No segundo semestre de 2016, já com 88 anos de idade, o meu avô Idalino foi diagnosticado um câncer muito agressivo. Na véspera do Natal ele convocou todos os filhos, netos e bisnetos para um almoço especial, suspeitava que talvez fosse o último encontro com a família reunida com ele. A casa ficou cheia, com uma mesa farta, tudo planejado com muito carinho com a ajuda dos filhos e netos. Foi um dia feliz, de reencontros e despedidas.

Logo que o Ano Novo começou, o meu avô não apresentava mais nenhuma disposição, passou por dias de muito sofrimento e dor, a doença havia se agravado após sete meses de resistência. Foi para o hospital, onde permaneceu internado durante 15 dias, e acredito que enfrentou os piores momentos da sua vida. No dia 18 de janeiro de 2017 o guerreiro decidiu partir e ir ao encontro da minha avó, a sua eterna namorada.

- **DADOS REGISTRADOS**
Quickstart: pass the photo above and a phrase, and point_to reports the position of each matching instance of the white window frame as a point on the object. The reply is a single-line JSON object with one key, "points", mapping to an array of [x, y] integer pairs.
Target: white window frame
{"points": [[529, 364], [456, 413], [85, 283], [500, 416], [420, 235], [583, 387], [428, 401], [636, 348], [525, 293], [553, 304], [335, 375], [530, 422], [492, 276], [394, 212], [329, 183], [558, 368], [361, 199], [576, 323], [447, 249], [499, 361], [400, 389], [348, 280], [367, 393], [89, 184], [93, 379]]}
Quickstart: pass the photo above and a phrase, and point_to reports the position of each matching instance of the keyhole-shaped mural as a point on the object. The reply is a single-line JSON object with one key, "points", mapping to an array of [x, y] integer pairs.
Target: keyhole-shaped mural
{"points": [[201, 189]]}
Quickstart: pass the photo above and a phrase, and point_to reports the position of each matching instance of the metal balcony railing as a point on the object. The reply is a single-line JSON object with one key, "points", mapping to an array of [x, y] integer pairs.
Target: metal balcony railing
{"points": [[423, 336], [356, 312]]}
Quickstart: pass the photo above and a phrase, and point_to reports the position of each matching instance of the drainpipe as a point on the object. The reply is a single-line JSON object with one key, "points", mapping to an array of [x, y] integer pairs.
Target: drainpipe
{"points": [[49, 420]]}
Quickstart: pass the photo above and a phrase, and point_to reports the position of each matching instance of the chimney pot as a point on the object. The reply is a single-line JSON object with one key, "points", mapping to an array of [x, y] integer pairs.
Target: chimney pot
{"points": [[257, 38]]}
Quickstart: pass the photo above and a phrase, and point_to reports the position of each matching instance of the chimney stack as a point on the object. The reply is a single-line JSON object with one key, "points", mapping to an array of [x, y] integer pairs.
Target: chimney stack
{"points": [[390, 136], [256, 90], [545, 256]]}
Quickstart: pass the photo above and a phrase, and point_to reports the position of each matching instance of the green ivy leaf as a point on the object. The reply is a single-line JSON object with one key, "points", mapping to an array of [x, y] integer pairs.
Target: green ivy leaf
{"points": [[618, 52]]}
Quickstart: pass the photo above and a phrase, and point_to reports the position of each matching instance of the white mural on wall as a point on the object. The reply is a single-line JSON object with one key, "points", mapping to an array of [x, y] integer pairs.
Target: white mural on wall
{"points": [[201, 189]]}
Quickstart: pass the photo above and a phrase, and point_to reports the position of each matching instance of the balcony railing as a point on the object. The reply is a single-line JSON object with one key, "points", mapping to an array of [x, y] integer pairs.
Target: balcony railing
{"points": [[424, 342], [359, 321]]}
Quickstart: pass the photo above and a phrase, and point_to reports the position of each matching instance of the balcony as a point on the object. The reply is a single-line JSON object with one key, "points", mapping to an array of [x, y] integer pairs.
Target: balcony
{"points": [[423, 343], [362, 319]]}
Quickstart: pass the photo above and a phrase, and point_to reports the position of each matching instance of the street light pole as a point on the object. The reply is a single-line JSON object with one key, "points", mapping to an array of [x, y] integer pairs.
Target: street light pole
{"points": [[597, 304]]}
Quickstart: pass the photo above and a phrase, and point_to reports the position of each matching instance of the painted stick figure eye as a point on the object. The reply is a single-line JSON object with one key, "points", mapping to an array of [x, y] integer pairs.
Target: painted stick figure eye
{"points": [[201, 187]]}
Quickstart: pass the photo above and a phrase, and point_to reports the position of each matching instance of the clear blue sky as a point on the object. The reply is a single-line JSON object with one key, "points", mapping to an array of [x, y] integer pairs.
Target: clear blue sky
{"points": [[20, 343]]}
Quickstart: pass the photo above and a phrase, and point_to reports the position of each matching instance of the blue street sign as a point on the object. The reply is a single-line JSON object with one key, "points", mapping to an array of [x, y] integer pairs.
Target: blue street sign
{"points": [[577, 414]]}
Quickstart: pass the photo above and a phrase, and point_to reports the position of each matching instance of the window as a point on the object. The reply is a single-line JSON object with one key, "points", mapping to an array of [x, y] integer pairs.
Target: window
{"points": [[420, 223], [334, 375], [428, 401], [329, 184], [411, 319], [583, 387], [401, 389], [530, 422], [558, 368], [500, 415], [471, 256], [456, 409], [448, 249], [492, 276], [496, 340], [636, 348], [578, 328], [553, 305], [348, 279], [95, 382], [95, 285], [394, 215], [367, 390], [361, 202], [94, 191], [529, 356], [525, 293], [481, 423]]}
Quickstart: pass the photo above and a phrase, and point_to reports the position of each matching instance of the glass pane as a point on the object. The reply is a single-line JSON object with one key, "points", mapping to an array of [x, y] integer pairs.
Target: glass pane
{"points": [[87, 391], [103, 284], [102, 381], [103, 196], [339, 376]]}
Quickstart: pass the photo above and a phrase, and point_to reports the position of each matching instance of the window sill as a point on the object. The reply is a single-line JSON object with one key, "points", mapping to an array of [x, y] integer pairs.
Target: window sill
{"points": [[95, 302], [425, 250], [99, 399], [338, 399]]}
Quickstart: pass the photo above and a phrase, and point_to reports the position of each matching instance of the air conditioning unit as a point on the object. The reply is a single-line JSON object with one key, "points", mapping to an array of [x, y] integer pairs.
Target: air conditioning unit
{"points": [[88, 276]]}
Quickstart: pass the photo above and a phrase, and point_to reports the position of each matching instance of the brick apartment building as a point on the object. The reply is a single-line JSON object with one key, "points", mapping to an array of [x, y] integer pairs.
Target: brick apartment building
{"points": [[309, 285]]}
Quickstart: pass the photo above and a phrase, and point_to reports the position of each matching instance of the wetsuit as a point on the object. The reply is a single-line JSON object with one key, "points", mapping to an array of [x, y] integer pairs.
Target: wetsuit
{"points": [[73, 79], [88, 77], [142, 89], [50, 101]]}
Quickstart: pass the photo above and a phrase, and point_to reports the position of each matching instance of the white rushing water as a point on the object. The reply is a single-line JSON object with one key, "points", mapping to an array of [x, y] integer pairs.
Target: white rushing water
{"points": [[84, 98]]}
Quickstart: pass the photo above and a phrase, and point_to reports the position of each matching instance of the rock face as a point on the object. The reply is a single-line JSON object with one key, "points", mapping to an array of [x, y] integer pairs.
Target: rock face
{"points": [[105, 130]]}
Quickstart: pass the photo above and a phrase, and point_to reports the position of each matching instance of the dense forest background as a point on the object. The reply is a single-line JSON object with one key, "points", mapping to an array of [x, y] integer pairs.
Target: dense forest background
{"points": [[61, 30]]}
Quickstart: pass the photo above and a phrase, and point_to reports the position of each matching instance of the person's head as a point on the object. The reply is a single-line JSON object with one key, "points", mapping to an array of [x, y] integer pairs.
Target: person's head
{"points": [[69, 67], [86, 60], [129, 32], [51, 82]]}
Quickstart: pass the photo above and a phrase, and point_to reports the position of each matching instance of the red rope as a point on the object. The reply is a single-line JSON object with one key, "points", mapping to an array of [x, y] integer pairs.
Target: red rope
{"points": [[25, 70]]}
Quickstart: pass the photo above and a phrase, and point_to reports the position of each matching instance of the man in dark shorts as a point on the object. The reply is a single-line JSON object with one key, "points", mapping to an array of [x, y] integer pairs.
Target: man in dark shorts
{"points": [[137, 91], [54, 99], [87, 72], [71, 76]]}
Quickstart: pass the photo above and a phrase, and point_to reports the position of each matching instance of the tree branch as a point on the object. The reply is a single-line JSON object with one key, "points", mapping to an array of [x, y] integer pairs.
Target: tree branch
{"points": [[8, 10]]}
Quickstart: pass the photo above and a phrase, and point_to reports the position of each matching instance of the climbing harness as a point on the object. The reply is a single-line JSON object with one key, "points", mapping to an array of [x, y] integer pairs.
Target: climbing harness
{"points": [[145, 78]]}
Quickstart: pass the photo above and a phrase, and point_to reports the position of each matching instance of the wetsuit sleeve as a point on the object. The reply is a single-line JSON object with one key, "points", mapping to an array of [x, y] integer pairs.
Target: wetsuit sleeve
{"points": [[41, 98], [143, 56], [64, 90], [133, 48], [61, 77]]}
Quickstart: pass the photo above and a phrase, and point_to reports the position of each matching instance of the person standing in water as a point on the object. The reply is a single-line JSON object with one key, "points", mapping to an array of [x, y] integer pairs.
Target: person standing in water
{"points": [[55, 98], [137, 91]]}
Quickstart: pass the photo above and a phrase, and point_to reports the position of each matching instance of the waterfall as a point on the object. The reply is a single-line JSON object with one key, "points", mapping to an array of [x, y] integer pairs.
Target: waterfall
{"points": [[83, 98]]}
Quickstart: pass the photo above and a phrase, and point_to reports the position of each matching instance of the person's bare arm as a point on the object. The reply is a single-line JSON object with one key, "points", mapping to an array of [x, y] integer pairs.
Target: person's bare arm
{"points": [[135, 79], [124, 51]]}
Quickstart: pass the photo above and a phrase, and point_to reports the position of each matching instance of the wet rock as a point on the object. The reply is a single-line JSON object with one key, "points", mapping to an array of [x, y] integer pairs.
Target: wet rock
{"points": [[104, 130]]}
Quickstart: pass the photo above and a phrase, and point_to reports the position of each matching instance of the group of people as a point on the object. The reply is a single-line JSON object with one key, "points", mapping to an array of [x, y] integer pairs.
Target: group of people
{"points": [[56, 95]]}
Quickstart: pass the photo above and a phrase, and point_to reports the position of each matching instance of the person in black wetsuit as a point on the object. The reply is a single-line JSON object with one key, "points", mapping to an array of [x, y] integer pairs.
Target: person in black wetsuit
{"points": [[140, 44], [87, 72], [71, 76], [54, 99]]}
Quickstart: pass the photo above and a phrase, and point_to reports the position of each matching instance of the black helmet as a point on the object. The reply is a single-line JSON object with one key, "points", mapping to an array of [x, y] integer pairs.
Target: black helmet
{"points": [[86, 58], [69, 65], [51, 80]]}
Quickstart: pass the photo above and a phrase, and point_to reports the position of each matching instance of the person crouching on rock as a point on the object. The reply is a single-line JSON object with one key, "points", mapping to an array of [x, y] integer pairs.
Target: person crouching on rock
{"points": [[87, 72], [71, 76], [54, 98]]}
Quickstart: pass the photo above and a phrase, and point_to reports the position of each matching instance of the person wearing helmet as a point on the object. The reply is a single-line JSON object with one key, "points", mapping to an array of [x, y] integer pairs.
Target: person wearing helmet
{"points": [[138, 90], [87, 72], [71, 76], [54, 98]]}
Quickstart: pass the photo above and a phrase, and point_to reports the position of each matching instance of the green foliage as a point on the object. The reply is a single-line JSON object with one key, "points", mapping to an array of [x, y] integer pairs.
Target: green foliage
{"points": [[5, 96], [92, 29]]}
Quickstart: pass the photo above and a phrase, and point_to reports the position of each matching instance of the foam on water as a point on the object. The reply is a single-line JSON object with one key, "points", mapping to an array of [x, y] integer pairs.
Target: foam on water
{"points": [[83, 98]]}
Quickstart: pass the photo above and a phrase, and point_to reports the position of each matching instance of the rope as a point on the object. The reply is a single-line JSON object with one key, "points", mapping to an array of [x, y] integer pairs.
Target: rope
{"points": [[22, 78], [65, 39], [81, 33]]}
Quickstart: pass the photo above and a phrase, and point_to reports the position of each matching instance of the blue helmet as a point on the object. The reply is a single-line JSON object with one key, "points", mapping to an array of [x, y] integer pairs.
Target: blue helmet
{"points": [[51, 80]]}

- **ATIVIDADES**
[1] Segundo o relato sobre o avô Idalino, por que ele convocou a família para um almoço especial na véspera do Natal? Explique em até três frases.
[2] De acordo com o relato sobre o avô Idalino, por quantos dias ele permaneceu internado no hospital?
[3] Dê continuidade ao relato sobre o avô Idalino a partir da última frase apresentada.
Os dados registrados não são necessários para resolver as atividades.

- **GABARITO**
[1] Idalino convocou filhos, netos e bisnetos para o almoço porque suspeitava que aquele talvez fosse o último encontro com a família reunida com ele. Isso aconteceu depois de ele ter sido diagnosticado com um câncer muito agressivo no segundo semestre de 2016.

[2] Ele permaneceu internado durante 15 dias.

[3]
Nessa data ela completaria 85 anos aqui na terra e, eles, 58 anos de casados. Sem dúvidas esse dia foi um dia de tristeza para os que ficaram, mas de muita celebração e alegria para o casal que se reencontrou no céu, acredito!
Meu avô será eternamente lembrado por todos aqueles que tiveram o prazer de conhecê-lo. Deixou sua marca registrada em todos os cantos por onde passou e construiu a sua história! Ensinou a família Souza o que é lutar e vencer na vida, mesmo diante de inúmeras dificuldades! Foi exemplo de resiliência e resistência! Para sempre será admirado e muito amado, meu querido avô Idalino!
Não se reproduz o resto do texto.